What the task requires: Every entry that follows should be reproduced exactly.

Stored rows:
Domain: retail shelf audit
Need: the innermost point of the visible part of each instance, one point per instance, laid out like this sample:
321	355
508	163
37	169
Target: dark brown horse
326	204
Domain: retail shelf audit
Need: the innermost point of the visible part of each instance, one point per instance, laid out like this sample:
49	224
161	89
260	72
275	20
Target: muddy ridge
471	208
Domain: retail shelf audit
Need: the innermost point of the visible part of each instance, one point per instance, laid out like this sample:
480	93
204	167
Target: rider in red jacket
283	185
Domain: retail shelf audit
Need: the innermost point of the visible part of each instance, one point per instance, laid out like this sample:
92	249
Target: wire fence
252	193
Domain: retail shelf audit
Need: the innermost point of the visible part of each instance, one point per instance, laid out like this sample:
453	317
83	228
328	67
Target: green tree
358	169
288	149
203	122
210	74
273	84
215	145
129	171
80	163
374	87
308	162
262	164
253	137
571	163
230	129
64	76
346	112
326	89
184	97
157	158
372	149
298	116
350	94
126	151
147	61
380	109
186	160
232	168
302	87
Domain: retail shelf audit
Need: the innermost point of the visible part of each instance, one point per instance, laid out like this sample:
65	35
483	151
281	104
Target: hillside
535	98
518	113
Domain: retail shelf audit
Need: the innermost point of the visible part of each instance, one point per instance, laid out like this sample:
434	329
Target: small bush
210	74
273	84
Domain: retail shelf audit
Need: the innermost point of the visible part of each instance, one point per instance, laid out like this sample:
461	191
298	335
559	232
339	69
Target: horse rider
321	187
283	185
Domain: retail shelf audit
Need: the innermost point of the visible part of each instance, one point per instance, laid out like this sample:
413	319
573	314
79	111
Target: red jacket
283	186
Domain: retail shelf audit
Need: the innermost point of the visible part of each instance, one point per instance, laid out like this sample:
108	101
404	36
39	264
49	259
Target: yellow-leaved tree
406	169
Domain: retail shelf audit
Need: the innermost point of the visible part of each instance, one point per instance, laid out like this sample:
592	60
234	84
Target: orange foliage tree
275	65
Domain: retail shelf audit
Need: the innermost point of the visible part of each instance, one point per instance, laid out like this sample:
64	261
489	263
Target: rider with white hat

Answer to this exercise:
Domain: retail shelf audit
Need: the innermost point of the visible part of each instance, one point per instance, laid out like this sample:
321	355
508	163
37	169
Target: dark brown horse
326	204
Domain: retail shelf audit
Need: the innermost point of the visible part of each instance, one point per instance, laid out like this sample:
49	224
161	89
260	72
275	20
Target: muddy ridge
471	208
Domain: retail shelf audit
Need: the innermost point of the visible part of each instance, one point per instance, laid out like this sample:
480	93
204	167
Target: rider in red jacket
283	185
Domain: retail shelf audit
Need: the innermost point of the visible part of each instance, one point per instance, laid out like this sample:
92	249
Target: wire fence
252	193
Domain: retail shelf audit
Need: the innermost point of the visible part of each instance, one point per instance, laid out like this sample:
453	317
83	228
328	67
Target: green tree
358	169
288	149
203	122
210	74
273	84
215	145
129	171
80	163
374	87
308	162
262	164
253	137
571	163
230	129
64	76
346	112
326	89
184	97
157	158
372	149
298	116
350	94
126	151
147	61
380	109
186	160
232	168
302	87
Domain: retail shelf audit
Need: the innermost point of the visible part of each instance, one point per instance, laid out like this sample:
65	35
483	151
281	104
Target: hillside
535	98
518	113
Domain: retail shelf audit
Need: the innermost point of the visible part of each instance, one point per instance, laid out like this sample:
434	329
Target: small bush
210	74
273	84
Domain: retail shelf audit
Need: the innermost point of the visible part of each instance, one point per instance, laid out like this sample:
461	191
298	335
559	232
339	69
Target: horse rider
321	187
283	185
Domain: retail shelf audit
Need: the innermost point of the visible part of each instance, one point per instance, laid out like this sample:
413	319
573	314
79	111
Target: red jacket
283	186
Domain: retail shelf audit
Need: the innermost point of the visible part of each instance, one point per instance, laid out like this sample:
108	101
404	36
39	264
49	259
Target: yellow-leaved tree
406	169
Domain: retail shelf audit
Need: the innermost point of the visible part of each instance, one point per instance, laid out like this sample:
592	60
234	84
Target: orange foliage tree
275	65
Domain: retail shelf audit
Need: the innermost point of the visible part of each instance, one point per instance, laid out like this sample:
64	261
489	263
Target: rider with white hat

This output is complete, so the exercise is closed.